En quoi le féminisme est-il (aussi) un enjeu géopolitique ? Que signifie être une dirigeante politique féministe dans le monde actuel ? On en parle avec la chercheuse Marie-Cécile Naves, qui vient de publier Géopolitique des féminismes (éditions Eyrolles) et Calmez-vous, madame, ça va bien se passer (éditions Calmann-Lévy). Interview dans le magazine « Usbek et Rica », le 12 mars 2023.
Faut-il y voir un signal faible ? Le 15 février dernier, la Première ministre écossaise Nicola Sturgeon annonçait sa démission surprise, mettant en avant son bien-être mental. « Dans ma tête et dans mon cœur, je sais que le moment est venu, que c’est le bon moment pour moi, pour mon parti et pour le pays. Ce travail est un privilège, mais il est aussi très difficile », déclarait-elle alors. Quelques semaines plus tôt, la Première ministre néo-zélandaise Jacinda Ardern mettait elle aussi en avant son état de fatigue au moment d’annoncer sa future démission, assumant « ne plus avoir la force pour rendre justice à [son] travail ». Point commun des deux dirigeantes, malgré l’extrême variété des défis auxquelles elles étaient confrontées : la mise en avant d’une politique ouvertement féministe. De là à voir dans leurs démissions une nouvelle manière de faire de la politique ? Nous avons posé la question à Marie-Cécile Naves, la directrice de l’Observatoire Genre et Géopolitique à l’Institut de relations internationales et stratégiques (IRIS), qui vient de publier deux ouvrages : Géopolitique des féminismes (Eyrolles, 2023) et Calmez-vous, madame, ça va bien se passer (Celmann-Lévy, 2023).

> SÉRIE D'EXERCICES:
a) Recopiez à l'identique le passage de l'extrait de la page qui commence à « En quoi le féminisme » et se termine à « 12 mars 2023. ».
b) Indiquez si chacune des affirmations suivantes concorde avec l'extrait de la page, en répondant par oui ou par non et en citant fidèlement les mots qui le montrent : (i) Nicola Sturgeon a annoncé sa démission le 15 février ; (ii) Marie-Cécile Naves dirige l'Observatoire Genre et Géopolitique de l'IRIS ; (iii) Jacinda Ardern a annoncé sa future démission après Nicola Sturgeon.
c) Selon l'extrait de la page, dans quel magazine et à quelle date l'entretien avec Marie-Cécile Naves a-t-il paru ?

> DONNÉES FOURNIES:
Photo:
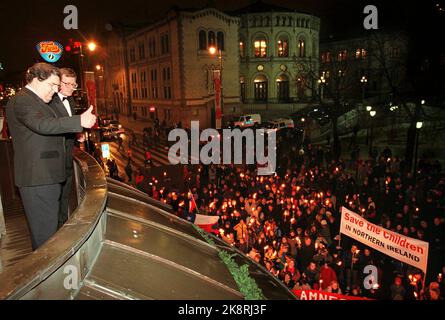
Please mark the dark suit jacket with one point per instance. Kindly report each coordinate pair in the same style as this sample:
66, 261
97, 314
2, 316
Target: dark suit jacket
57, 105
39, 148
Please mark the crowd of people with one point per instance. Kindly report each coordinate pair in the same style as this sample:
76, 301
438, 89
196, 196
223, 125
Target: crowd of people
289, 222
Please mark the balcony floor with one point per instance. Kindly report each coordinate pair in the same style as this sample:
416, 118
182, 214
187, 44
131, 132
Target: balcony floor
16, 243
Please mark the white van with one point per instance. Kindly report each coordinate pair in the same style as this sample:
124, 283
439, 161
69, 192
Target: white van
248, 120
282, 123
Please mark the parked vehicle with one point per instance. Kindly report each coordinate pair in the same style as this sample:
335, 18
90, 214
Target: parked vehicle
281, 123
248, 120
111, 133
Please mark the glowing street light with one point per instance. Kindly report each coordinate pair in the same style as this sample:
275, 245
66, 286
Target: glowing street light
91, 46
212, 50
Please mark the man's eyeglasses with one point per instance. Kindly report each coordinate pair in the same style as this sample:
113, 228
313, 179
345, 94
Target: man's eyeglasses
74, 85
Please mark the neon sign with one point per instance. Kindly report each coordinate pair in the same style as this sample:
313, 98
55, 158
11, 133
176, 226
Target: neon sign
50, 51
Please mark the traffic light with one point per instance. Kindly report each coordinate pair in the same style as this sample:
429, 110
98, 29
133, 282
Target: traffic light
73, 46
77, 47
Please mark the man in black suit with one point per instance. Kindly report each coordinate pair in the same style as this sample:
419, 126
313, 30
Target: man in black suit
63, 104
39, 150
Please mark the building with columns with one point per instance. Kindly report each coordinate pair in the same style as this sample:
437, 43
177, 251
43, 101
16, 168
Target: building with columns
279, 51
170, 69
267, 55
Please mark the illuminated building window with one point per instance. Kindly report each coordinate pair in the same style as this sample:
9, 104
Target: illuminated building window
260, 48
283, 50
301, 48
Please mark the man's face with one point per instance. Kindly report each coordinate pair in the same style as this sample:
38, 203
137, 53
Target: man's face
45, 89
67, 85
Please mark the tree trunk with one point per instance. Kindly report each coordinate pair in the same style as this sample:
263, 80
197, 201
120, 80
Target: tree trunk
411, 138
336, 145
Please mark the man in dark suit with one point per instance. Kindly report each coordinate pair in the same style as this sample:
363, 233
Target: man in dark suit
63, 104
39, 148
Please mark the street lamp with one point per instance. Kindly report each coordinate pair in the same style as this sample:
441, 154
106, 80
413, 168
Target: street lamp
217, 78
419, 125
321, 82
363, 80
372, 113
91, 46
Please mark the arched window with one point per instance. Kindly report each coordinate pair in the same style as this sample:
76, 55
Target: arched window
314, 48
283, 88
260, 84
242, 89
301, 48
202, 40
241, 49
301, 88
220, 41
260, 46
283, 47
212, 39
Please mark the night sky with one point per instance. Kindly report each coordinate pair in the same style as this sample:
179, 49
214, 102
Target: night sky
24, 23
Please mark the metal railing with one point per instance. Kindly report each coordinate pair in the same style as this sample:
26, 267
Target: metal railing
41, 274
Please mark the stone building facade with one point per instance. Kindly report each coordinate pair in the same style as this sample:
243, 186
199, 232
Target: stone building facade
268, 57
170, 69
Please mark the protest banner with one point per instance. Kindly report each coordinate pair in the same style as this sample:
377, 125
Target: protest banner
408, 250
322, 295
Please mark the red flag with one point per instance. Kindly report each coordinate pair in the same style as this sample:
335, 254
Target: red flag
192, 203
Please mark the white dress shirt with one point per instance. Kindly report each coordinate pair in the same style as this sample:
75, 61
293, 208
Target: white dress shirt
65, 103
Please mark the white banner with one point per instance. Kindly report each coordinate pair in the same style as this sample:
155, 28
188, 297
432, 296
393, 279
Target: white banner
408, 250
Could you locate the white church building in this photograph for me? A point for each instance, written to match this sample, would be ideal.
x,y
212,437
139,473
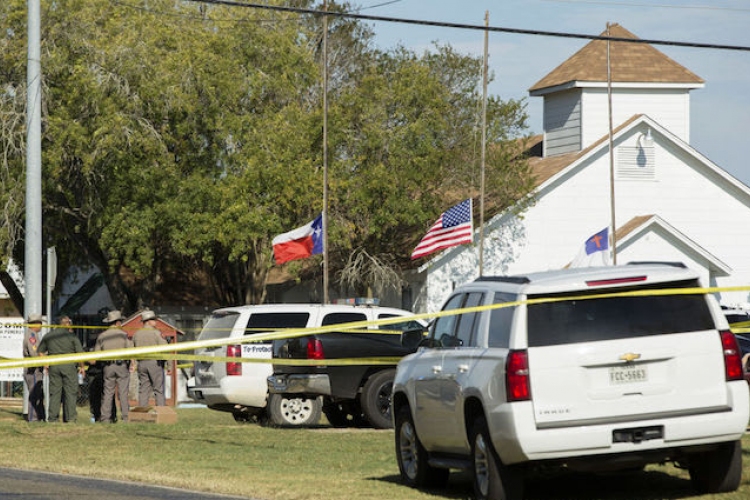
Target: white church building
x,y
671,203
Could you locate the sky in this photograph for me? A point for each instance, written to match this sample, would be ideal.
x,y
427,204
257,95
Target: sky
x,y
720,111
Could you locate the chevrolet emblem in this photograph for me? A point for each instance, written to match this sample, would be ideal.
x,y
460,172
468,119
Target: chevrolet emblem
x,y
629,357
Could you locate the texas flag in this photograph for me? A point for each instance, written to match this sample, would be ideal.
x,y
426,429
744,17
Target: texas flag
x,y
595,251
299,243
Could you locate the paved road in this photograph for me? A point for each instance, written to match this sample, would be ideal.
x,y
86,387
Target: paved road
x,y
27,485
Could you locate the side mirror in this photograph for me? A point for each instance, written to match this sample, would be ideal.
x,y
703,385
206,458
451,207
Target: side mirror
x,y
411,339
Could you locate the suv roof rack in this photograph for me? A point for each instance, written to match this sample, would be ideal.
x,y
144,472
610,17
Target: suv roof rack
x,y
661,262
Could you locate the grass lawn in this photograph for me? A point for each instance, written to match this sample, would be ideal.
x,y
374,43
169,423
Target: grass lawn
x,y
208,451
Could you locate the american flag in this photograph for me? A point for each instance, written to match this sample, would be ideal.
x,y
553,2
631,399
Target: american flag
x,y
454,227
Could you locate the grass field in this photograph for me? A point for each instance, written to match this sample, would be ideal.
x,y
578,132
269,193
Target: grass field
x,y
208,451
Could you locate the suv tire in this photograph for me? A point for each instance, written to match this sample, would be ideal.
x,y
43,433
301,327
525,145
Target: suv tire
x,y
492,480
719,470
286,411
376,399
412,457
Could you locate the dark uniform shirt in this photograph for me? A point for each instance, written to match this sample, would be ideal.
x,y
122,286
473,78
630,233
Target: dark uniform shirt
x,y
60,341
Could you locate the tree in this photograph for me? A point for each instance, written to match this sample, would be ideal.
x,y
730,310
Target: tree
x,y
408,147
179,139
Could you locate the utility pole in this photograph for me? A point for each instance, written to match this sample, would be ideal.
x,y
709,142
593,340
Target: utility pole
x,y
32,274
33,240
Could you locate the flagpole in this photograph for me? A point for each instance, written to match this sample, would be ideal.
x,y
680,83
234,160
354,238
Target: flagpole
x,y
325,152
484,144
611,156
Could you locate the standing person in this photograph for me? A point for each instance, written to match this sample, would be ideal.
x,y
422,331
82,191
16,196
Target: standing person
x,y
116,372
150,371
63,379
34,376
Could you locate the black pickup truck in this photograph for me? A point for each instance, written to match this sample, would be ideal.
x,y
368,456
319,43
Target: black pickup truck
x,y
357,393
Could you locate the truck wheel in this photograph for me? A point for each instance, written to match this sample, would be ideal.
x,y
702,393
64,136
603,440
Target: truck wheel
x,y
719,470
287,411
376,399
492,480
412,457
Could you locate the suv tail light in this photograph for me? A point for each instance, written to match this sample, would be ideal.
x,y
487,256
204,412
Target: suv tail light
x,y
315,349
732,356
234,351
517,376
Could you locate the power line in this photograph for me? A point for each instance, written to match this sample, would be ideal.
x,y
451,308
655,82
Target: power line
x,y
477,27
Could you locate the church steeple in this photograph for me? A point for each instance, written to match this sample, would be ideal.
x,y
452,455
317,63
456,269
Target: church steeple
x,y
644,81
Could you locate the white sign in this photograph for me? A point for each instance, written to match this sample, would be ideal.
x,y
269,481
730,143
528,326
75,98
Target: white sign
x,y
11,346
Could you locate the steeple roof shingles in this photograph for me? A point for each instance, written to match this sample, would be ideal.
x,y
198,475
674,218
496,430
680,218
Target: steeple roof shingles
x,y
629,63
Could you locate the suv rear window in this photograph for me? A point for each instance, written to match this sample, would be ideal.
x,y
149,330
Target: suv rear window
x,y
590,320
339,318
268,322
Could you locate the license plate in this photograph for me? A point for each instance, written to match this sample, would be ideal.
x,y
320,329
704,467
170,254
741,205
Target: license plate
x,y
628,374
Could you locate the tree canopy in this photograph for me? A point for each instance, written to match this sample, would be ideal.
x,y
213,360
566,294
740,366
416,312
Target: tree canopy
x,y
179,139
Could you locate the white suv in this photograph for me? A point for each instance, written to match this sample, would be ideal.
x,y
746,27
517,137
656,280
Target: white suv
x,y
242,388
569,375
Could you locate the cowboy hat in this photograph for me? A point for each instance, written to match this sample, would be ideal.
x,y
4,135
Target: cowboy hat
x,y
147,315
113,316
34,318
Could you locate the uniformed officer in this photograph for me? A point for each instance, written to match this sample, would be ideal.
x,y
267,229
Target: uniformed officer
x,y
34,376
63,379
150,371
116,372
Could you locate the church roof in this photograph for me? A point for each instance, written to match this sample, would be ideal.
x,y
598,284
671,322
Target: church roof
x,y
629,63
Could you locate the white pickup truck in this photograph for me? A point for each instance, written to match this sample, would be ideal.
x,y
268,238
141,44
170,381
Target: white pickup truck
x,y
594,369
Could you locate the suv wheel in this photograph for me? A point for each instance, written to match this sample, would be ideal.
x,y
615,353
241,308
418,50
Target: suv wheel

> RÉPONSES ATTENDUES:
a)
En quoi le féminisme est-il (aussi) un enjeu géopolitique ? Que signifie être une dirigeante politique féministe dans le monde actuel ? On en parle avec la chercheuse Marie-Cécile Naves, qui vient de publier Géopolitique des féminismes (éditions Eyrolles) et Calmez-vous, madame, ça va bien se passer (éditions Calmann-Lévy). Interview dans le magazine « Usbek et Rica », le 12 mars 2023.

b)
(i) Oui : « Le 15 février dernier, la Première ministre écossaise Nicola Sturgeon annonçait sa démission surprise »
(ii) Oui : « la directrice de l’Observatoire Genre et Géopolitique à l’Institut de relations internationales et stratégiques (IRIS) »
(iii) Non : « Quelques semaines plus tôt, la Première ministre néo-zélandaise Jacinda Ardern mettait elle aussi en avant son état de fatigue au moment d’annoncer sa future démission »

c) Dans le magazine « Usbek et Rica », le 12 mars 2023.